Extract Block Start

Recruiting the Next Generation of Sorority Women

by Holly Brown

Enrollment declines on college campuses are not news at this point, and universities, colleges, and member organizations all continue to feel the effects of COVID-19. In order to sustain membership numbers, fraternities and sororities have had to adapt the experience they provide for both current and future members. In the past, sorority growth looked very similar from campus to campus – registration opens, potential new members sign up for recruitment, recruitment happens, everyone gets new members, and the year goes on. Now, on some campuses, it is a constant struggle to even pique interest in joining a sorority. The way organizations recruit members is going through a state of change. The value and importance of the sorority experience is still just as relevant; however, the way in which it is marketed and how organizations continue to grow must change.

Local College Panhellenics and individual member organizations can promote an experience that appeals to these Gen Z students by adapting marketing efforts, adjusting the style of recruitment, and allowing time for deeper, more personal connections. The traditional, four-round recruitment process does not work on all campuses, nor does it match what some students are looking for. When many think about the traditional college experience, bustling dorms, packed food halls, and crowded sporting events all come to mind. While much of that may still be true, students are reporting a decrease in their desire to attend social events (Hamlin and Barney, 2022). In order to meet students where they are, local College Panhellenics may need to adapt to the environment they are asking potential new members to step into. By doing this, they will have a greater reach to even more students – bringing in the “never joiners” and sharing with them the benefits of the sorority experience.

In the last three years, the promotion of the sorority experience has become a vital part of growth for National Panhellenic Conference (NPC) organizations. To support this, NPC has facilitated the Growth/Marketing Pilot, recruited individuals to be NPC marketing coaches, and launched Join a Sorority Week in 2021. Some campuses that participated in paid ad campaigns saw an increase in the open house pool in just one year, including Berkeley, North Florida, Vanderbilt, and Butler, just to name a few (L. Good, personal communication, September 19, 2022; D. Weatherford, personal communication, January 31, 2023). But the work shouldn’t stop here. In all these efforts, members and organizations need to reflect on the experiences they are promoting and find new ways to market to the needs and wants of today’s potential new members. This wave of students headed to college is looking to join something bigger than themselves; they need to see the value and authenticity behind the experience. The Chronicle of Higher Education states, “Gen Z is the most diverse generation in modern American history, and its members are attentive to inclusion across race, ethnicity, sexual orientation, and gender identity” (Selingo, 2018). These students are in tune with the world around them and strive to contribute to their communities. When they are coming to college, they are seeking support systems that will challenge their personal development (Selingo, 2018). If only there was an opportunity to join a community that empowers women to be civic leaders, give back to their communities, facilitate their personal growth, and so much more.

Extract Block End

#### [Exercise set]
1. In the article on sorority recruitment:
(a) In what year did NPC launch Join a Sorority Week?
(b) What are students reporting a decrease in, according to Hamlin and Barney (2022)?
(c) Which recruitment process does the article say does not work on all campuses?
2. How would you render this sentence from the article on sorority recruitment in Spanish: "The way organizations recruit members is going through a state of change."
3. Can you pick up the article on sorority recruitment after its final sentence and carry it forward?

Data to examine Block Start

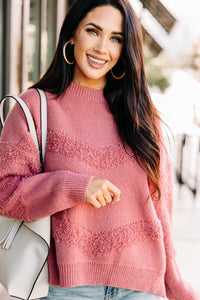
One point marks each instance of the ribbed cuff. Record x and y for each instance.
(76, 186)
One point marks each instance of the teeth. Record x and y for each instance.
(97, 60)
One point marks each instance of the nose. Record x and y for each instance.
(101, 45)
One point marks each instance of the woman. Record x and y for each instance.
(107, 179)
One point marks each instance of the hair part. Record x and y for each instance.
(128, 98)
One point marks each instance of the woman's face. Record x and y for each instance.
(98, 43)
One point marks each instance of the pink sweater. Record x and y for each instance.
(127, 244)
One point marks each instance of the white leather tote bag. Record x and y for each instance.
(24, 246)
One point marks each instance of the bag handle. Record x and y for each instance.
(29, 119)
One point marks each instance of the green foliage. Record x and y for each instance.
(155, 77)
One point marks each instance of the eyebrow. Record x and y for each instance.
(100, 29)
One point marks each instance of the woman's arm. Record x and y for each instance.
(26, 193)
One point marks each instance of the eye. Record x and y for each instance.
(117, 39)
(92, 31)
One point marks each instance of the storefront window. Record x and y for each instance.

Data to examine Block End

#### [Solved tasks]
1.
(a) 2021
(b) Their desire to attend social events
(c) The traditional, four-round recruitment process

2. La forma en que las organizaciones reclutan a sus miembros está atravesando un proceso de cambio.

3.
NPC has been working over the past year to identify campuses that could benefit from a change in recruitment style. Many campuses that have made a switch to partially structured recruitment or continuous recruitment have seen increases in the number of women joining NPC organizations. As one example, Willamette University moved to a continuous style of recruitment in the last four years and has seen a 186% increase in its new member classes. Moving to a different recruitment style, as well as adapting marketing language on campus, allows organizations to widen the net of potential new members and can break down some of the many barriers to sorority recruitment. The promotion of the sorority experience should not just appeal to the women who already know this is something they are interested in. It should appeal to the students who didn’t know this was an opportunity for them; it is an opportunity to challenge their personal growth and be a part of an impactful community.

Being a sorority woman is about empowerment. It is about showing women all they are capable of. Recruitment expands the reach of the sorority experience, bringing in members who are going to continue developing and sharing the values of the experience. It is critical that Panhellenic leaders are willing to adapt their recruitment styles and reevaluate how they are promoting the sorority experience in order to welcome the next generation of empowering women who will continue making an impact on college campuses and local communities.



Hamlin, A. R. & Barney, S. T. (2022). The Impact of COVID-19 on U.S. College Students, and How Educators Should Respond. Research in Higher Education Journal, v42 July 2022, p. 1–16. Retrieved from

Selingo, J. J. (2018). Executive Summary from The New Generation of Students. The Chronicle of Higher Education.

About the author

Holly Brown currently serves as the assistant director of collegiate growth for Alpha Chi Omega headquarters. In this role, she oversees the recruitment strategy and recruitment data analysis for the organization as well as executes Collegiate Growth Academy, an Alpha Chi Omega training opportunity for student leaders to acquire new recruitment and marketing strategies. In her time working for Alpha Chi Omega, Holly has had the opportunity to provide specialized recruitment support to over 35 Alpha Chi Omega chapters.